** TEXTO DO DOCUMENTO **
■ ■ ■ ■

- “Eu não gosto da bolsa. Eu não gosto de gerar riqueza sem produzir nada para o mundo”, disse Felipe em um vídeo no seu canal no Youtube
- Fontes do mercado financeiro lamentaram a declaração e lembram o risco da desinformação em escala, considerando a influência do youtuber com o público jovem
Aos 32 anos, Felipe Neto é um dos brasileiros mais populares na internet. Qualquer declaração feita por ele ganha uma outra dimensão dado o amplo alcance de suas postagens. Em 25 de junho, Felipe Neto, que é empreendedor, surpreendeu ao opinar sobre a bolsa de valores.
Leia também
“Eu não gosto da Bolsa. Eu não gosto de gerar riqueza sem produzir nada para o mundo”, disse ele em um vídeo no seu canal no YouTube, com mais de 38,8 milhões de inscritos e mais de 10 bilhões de visualizações.

■ ■ ■ ■

** LINHAS **
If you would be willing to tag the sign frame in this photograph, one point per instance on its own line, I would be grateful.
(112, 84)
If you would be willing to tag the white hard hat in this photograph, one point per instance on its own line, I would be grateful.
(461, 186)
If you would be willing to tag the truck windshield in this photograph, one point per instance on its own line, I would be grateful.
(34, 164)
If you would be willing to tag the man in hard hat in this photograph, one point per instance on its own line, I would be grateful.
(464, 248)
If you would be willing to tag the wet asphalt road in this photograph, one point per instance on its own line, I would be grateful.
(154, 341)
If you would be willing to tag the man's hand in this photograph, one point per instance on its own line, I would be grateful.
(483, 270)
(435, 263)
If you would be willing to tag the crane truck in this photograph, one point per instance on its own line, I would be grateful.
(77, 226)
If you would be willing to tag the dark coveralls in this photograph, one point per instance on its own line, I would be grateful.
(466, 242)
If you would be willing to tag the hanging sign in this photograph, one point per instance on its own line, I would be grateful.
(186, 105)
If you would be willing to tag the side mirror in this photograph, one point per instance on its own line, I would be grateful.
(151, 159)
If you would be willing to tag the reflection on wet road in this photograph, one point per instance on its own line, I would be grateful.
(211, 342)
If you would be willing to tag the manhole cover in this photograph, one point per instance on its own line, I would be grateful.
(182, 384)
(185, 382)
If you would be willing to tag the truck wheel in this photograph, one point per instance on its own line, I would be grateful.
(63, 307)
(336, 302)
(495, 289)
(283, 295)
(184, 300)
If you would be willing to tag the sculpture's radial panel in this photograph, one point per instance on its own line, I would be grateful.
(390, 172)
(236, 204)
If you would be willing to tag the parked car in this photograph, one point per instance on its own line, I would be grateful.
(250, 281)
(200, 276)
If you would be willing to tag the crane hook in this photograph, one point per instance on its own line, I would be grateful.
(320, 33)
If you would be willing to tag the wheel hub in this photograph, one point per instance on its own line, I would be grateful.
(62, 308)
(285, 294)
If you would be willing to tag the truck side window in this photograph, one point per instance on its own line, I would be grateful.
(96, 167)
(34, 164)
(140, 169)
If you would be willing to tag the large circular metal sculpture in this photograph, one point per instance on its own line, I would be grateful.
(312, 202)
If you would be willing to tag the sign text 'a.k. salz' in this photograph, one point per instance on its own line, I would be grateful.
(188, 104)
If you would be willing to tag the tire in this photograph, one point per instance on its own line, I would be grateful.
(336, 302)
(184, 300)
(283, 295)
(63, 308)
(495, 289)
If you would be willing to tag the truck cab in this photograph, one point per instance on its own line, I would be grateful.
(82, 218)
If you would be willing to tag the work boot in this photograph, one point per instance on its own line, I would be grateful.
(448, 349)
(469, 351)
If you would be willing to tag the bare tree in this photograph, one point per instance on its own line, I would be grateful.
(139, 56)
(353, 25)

■ ■ ■ ■

** TAREFAS PROPOSTAS **
a) Segundo o texto sobre Felipe Neto e a bolsa, quantos inscritos tem o canal dele no YouTube?
b) Reescreva as linhas das entradas desde a que contém "If you would be willing to tag the truck cab" até o final das entradas, inclusive, mantendo os pedidos e deslocando em 13 cada número das coordenadas.
O texto e as entradas constituem materiais independentes entre si.

** RESPOSTAS POR TAREFA **
a) Mais de 38,8 milhões de inscritos.

b)
If you would be willing to tag the truck cab in this photograph, one point per instance on its own line, I would be grateful.
(95, 231)
If you would be willing to tag the work boot in this photograph, one point per instance on its own line, I would be grateful.
(461, 362)
(482, 364)
If you would be willing to tag the bare tree in this photograph, one point per instance on its own line, I would be grateful.
(152, 69)
(366, 38)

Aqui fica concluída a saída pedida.